▶ **Your instructions**
Present the data from its first line through the line containing "[376,163,398,183]", including that line, as a numbered list with no blank lines. Leave the pictures out.

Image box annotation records
%%
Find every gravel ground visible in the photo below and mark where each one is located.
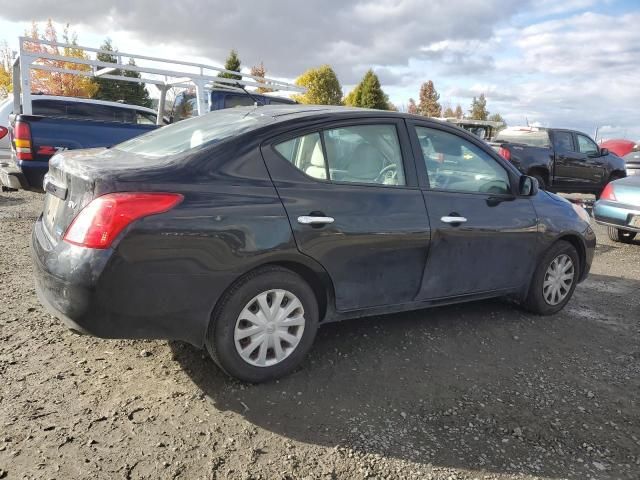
[0,189,640,479]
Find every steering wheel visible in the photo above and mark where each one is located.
[376,163,398,183]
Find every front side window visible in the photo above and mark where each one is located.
[416,127,511,194]
[577,135,600,157]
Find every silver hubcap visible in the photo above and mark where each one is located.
[542,253,575,305]
[234,290,305,367]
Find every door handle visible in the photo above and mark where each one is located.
[298,215,334,225]
[440,216,467,223]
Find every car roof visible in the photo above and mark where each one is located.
[242,104,408,122]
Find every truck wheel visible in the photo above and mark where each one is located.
[523,240,580,315]
[607,227,636,243]
[531,173,547,190]
[205,266,318,383]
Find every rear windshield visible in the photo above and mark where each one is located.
[494,130,551,147]
[114,107,271,157]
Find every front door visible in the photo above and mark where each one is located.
[262,119,430,311]
[409,122,537,300]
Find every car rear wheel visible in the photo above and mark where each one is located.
[607,227,636,243]
[524,240,580,315]
[206,266,318,383]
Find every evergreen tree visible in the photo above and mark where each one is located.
[93,38,151,107]
[293,65,342,105]
[345,70,389,110]
[469,93,489,120]
[218,49,242,80]
[418,80,442,117]
[442,107,456,118]
[250,62,273,93]
[407,98,418,115]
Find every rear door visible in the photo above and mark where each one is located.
[409,121,538,300]
[262,118,430,311]
[551,130,606,192]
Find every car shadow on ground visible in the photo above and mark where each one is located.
[171,275,640,478]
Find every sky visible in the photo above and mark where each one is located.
[0,0,640,140]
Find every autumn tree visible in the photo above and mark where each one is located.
[0,42,13,98]
[25,19,98,97]
[407,98,418,115]
[293,65,342,105]
[345,70,389,110]
[469,93,489,120]
[418,80,442,117]
[218,48,242,80]
[251,62,273,93]
[93,38,151,107]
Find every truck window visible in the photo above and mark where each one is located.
[496,129,551,148]
[224,95,258,108]
[576,133,600,155]
[553,132,575,152]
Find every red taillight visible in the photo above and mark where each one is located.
[13,122,33,160]
[498,147,511,162]
[64,192,183,248]
[600,183,616,202]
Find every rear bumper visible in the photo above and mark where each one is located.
[31,219,224,347]
[593,200,640,232]
[0,160,49,191]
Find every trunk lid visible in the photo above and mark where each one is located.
[42,148,180,244]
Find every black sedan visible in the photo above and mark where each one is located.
[32,106,595,382]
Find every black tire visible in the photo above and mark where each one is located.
[531,173,547,190]
[523,240,580,315]
[607,227,636,243]
[205,266,318,383]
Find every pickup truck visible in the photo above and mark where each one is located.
[0,95,165,191]
[493,127,627,198]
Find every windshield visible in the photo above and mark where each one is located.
[495,130,551,147]
[114,107,271,157]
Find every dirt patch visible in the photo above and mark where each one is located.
[0,189,640,479]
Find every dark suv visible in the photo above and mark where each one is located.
[32,105,595,382]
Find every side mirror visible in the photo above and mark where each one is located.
[518,175,540,197]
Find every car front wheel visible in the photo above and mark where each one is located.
[206,266,318,383]
[524,240,580,315]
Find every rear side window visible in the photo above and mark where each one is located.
[275,133,327,180]
[496,130,551,147]
[275,125,406,185]
[114,108,264,157]
[553,132,575,152]
[576,134,600,155]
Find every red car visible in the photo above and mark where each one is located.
[600,138,637,157]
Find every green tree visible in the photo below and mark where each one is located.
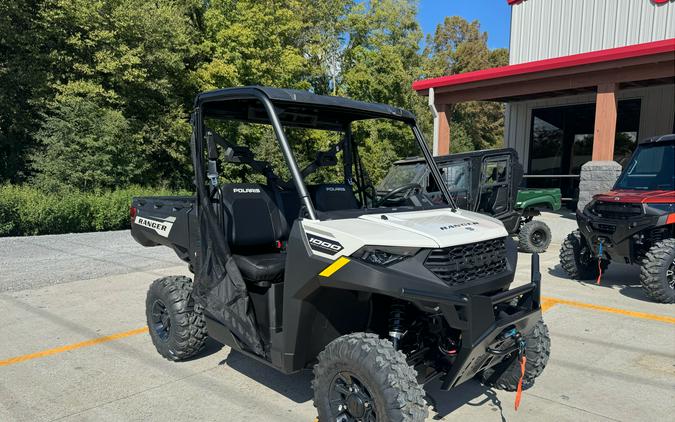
[36,0,198,186]
[423,16,508,152]
[0,0,50,183]
[338,0,424,183]
[34,83,146,190]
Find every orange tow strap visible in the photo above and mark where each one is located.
[595,240,602,286]
[516,355,527,411]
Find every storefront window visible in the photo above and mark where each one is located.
[527,99,640,197]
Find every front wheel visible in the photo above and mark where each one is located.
[312,333,428,422]
[640,239,675,303]
[560,230,609,280]
[481,320,551,391]
[518,220,551,253]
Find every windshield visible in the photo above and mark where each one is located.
[377,163,427,192]
[202,99,454,221]
[614,143,675,190]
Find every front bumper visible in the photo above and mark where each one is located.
[577,207,660,263]
[401,254,541,390]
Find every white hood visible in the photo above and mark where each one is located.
[302,208,508,259]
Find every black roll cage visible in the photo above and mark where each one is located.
[191,86,457,220]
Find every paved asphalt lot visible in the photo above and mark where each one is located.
[0,215,675,421]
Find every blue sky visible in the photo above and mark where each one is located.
[417,0,511,48]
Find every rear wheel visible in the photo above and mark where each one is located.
[640,239,675,303]
[312,333,428,422]
[560,230,609,280]
[145,276,206,360]
[518,220,551,253]
[481,320,551,391]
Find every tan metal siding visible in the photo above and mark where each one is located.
[509,0,675,64]
[504,85,675,172]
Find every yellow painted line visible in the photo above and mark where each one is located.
[0,327,148,366]
[541,297,556,312]
[541,297,675,324]
[0,296,675,366]
[319,256,349,277]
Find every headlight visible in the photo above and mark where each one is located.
[354,246,420,267]
[645,204,675,214]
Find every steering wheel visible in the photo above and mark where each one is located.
[375,183,422,207]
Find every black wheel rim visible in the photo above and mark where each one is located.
[329,371,377,422]
[151,299,171,341]
[530,230,546,246]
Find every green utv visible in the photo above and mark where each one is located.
[377,148,561,253]
[131,87,550,421]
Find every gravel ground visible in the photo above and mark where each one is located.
[0,230,182,292]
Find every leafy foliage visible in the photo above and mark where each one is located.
[0,0,507,232]
[0,185,189,236]
[424,16,508,152]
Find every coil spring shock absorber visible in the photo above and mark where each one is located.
[389,299,406,350]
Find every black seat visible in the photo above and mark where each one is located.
[221,183,288,285]
[233,252,286,283]
[308,183,359,211]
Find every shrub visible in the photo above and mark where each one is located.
[0,185,189,236]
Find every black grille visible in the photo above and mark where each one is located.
[590,202,642,220]
[424,238,506,286]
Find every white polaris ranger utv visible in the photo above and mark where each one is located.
[131,87,550,421]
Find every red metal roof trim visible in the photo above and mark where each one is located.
[506,0,673,6]
[412,38,675,91]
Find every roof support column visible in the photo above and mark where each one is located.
[436,104,452,155]
[428,88,451,155]
[593,83,617,161]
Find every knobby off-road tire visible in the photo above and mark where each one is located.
[312,333,428,422]
[640,239,675,303]
[145,276,207,361]
[560,230,609,280]
[518,220,551,253]
[481,320,551,391]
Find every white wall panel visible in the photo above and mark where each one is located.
[509,0,675,64]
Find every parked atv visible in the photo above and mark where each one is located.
[377,148,560,253]
[514,188,562,253]
[560,135,675,303]
[131,87,550,421]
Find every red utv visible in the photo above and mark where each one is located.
[560,135,675,303]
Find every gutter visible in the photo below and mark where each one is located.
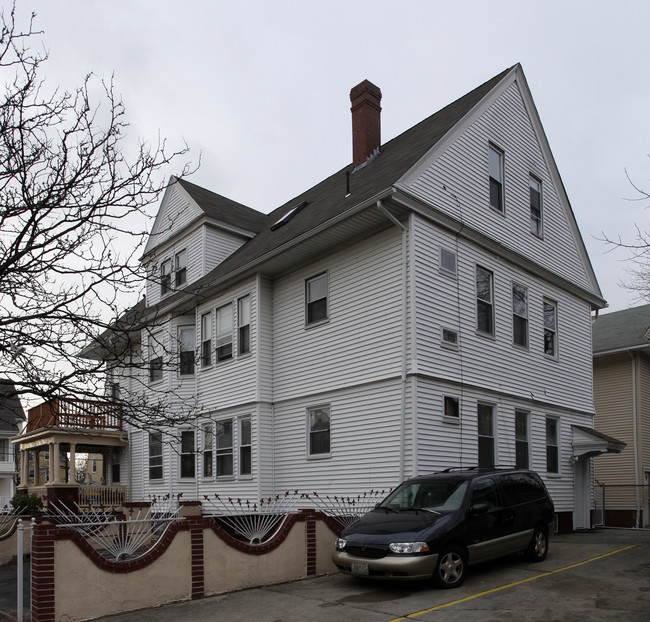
[376,199,404,482]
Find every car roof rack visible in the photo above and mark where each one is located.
[438,464,517,473]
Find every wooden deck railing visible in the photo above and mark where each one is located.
[27,399,122,432]
[77,484,126,507]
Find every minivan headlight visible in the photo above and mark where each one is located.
[388,542,429,555]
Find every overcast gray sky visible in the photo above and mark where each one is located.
[12,0,650,310]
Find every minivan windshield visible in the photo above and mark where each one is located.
[377,480,467,513]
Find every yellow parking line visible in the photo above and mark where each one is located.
[388,544,635,622]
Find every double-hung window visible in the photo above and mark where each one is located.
[216,419,234,477]
[546,417,560,473]
[307,406,330,456]
[488,145,503,212]
[237,296,251,354]
[444,395,460,419]
[305,272,328,324]
[544,299,557,357]
[512,283,528,348]
[239,417,253,475]
[181,430,196,477]
[440,248,457,276]
[476,266,494,335]
[178,326,196,376]
[217,304,232,362]
[478,404,494,467]
[515,410,529,469]
[149,432,162,479]
[201,312,212,367]
[203,423,214,477]
[174,250,187,287]
[160,259,172,296]
[529,175,542,238]
[149,333,163,382]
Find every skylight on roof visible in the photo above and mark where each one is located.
[271,201,309,231]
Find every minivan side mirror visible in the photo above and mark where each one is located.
[469,503,490,516]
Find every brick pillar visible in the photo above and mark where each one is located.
[186,516,205,600]
[302,508,316,577]
[31,523,56,622]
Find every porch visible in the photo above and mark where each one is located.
[12,399,128,506]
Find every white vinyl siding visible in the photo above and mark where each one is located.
[398,83,593,290]
[413,218,593,412]
[273,229,403,401]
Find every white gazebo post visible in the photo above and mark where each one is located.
[68,443,77,484]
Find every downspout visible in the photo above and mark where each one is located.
[627,351,641,528]
[377,200,408,482]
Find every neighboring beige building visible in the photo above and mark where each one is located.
[593,305,650,486]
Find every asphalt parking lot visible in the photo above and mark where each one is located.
[0,529,650,622]
[95,529,650,622]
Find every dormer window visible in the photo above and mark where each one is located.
[488,145,503,212]
[174,250,187,287]
[160,259,172,296]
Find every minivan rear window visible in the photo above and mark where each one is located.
[501,473,546,505]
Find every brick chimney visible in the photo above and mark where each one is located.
[350,80,381,167]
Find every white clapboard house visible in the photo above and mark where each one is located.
[92,65,605,530]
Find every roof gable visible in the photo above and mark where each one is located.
[144,177,267,255]
[592,305,650,355]
[0,380,25,432]
[396,65,602,298]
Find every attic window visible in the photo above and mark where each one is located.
[271,201,309,231]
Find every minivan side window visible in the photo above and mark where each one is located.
[501,473,546,505]
[472,478,501,510]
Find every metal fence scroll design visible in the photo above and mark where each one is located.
[50,498,183,562]
[202,490,300,546]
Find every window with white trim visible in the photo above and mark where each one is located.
[546,417,560,473]
[512,283,528,348]
[440,248,457,276]
[149,432,163,479]
[148,333,163,382]
[488,145,503,212]
[181,430,196,478]
[160,259,172,296]
[215,419,234,477]
[478,404,495,467]
[528,175,543,238]
[174,250,187,287]
[237,296,251,354]
[443,395,460,419]
[305,272,328,324]
[203,423,214,477]
[239,417,253,476]
[178,326,196,376]
[476,266,494,335]
[544,298,557,358]
[515,410,530,469]
[307,406,331,456]
[217,304,233,362]
[201,311,212,367]
[442,326,458,350]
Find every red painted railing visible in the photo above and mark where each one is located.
[27,399,122,432]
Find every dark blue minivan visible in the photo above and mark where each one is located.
[333,467,555,588]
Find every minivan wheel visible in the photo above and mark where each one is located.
[433,546,467,588]
[524,527,548,562]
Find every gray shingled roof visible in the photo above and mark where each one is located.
[592,305,650,354]
[0,379,25,432]
[176,179,267,233]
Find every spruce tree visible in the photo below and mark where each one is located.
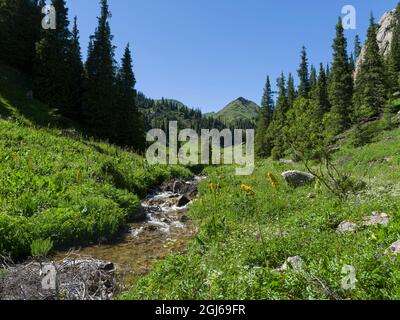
[0,0,44,74]
[267,74,289,160]
[354,15,387,120]
[33,0,79,116]
[83,0,117,141]
[388,2,400,93]
[326,18,353,136]
[115,45,145,151]
[354,34,362,61]
[255,77,274,158]
[66,17,84,123]
[297,47,310,98]
[287,73,297,109]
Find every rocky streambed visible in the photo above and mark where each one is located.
[0,176,204,300]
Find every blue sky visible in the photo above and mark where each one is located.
[67,0,397,112]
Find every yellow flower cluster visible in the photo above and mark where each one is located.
[208,183,221,192]
[268,172,278,188]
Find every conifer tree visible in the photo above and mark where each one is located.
[66,17,84,122]
[267,74,289,160]
[287,73,297,109]
[354,34,362,61]
[354,15,387,120]
[310,65,318,92]
[255,77,274,158]
[83,0,117,141]
[326,18,353,136]
[298,47,310,98]
[0,0,44,74]
[33,0,79,116]
[388,2,400,93]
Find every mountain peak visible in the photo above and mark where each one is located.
[217,97,260,123]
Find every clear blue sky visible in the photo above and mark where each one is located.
[67,0,397,112]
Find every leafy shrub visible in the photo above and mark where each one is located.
[31,239,53,258]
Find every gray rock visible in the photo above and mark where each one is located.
[275,256,303,272]
[337,221,357,233]
[176,196,190,208]
[363,212,390,227]
[355,10,395,76]
[282,170,315,187]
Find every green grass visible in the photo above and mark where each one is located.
[121,129,400,299]
[0,66,191,258]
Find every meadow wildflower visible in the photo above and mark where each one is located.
[240,184,254,195]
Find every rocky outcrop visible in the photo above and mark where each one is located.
[282,170,315,187]
[355,10,395,76]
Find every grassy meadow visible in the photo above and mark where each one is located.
[121,125,400,300]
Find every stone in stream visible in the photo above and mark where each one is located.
[282,170,315,187]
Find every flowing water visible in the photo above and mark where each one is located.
[54,177,203,285]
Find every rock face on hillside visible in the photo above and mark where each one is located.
[282,170,315,187]
[356,10,395,75]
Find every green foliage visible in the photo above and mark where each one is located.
[0,120,190,257]
[255,77,274,157]
[0,0,44,74]
[33,0,83,121]
[327,18,353,135]
[31,239,53,257]
[121,130,400,300]
[297,47,311,99]
[388,3,400,93]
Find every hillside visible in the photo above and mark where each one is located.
[0,66,191,257]
[123,122,400,300]
[214,97,260,124]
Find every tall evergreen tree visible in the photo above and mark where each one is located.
[354,15,387,119]
[255,77,274,158]
[83,0,116,140]
[327,18,353,135]
[298,47,310,98]
[287,73,297,109]
[354,34,362,61]
[66,17,84,122]
[310,65,318,92]
[267,74,289,159]
[0,0,45,74]
[115,45,145,151]
[33,0,81,116]
[312,63,330,121]
[388,2,400,93]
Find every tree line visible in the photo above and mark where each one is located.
[0,0,145,151]
[256,3,400,159]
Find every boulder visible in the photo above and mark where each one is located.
[363,212,390,227]
[337,221,357,233]
[275,256,303,272]
[176,195,190,208]
[282,170,315,187]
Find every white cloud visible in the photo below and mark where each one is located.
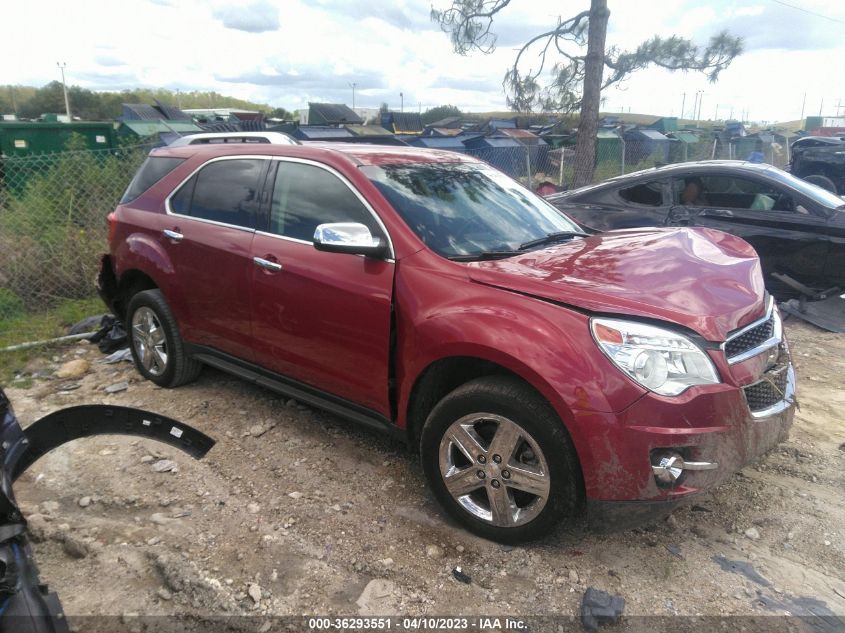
[0,0,845,120]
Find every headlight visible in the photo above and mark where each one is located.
[590,319,719,396]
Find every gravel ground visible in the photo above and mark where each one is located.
[7,321,845,623]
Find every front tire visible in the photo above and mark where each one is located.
[126,289,202,387]
[420,376,583,543]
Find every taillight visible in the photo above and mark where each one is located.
[106,211,117,242]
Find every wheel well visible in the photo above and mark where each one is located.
[114,270,158,319]
[407,356,533,450]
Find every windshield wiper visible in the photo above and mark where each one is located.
[519,231,587,251]
[446,251,520,262]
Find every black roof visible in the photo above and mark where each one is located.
[548,160,776,201]
[308,103,364,125]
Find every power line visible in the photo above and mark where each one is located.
[772,0,845,24]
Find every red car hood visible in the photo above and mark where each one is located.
[469,228,765,341]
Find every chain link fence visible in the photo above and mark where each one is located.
[0,139,150,353]
[0,136,788,350]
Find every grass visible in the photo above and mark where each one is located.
[0,297,107,386]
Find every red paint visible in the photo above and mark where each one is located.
[110,144,793,508]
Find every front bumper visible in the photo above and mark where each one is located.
[576,354,795,528]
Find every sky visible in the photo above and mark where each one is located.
[0,0,845,122]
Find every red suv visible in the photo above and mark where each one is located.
[99,138,795,542]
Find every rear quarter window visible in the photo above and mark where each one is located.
[120,156,185,204]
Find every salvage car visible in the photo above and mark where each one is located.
[789,136,845,194]
[98,137,795,542]
[547,161,845,297]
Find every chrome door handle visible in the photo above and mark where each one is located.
[252,257,282,273]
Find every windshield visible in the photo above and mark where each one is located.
[769,169,845,209]
[362,163,583,257]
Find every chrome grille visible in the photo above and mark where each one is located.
[722,298,783,365]
[725,315,775,359]
[743,364,789,413]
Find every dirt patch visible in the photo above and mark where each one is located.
[3,322,845,622]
%%
▶ **Completed task**
1. Find every gravel ground visible in the photo below and mark where each one is located.
2. [0,189,640,479]
3. Find every steering wheel visible in the photo above and mark where each one is located.
4. [376,163,398,183]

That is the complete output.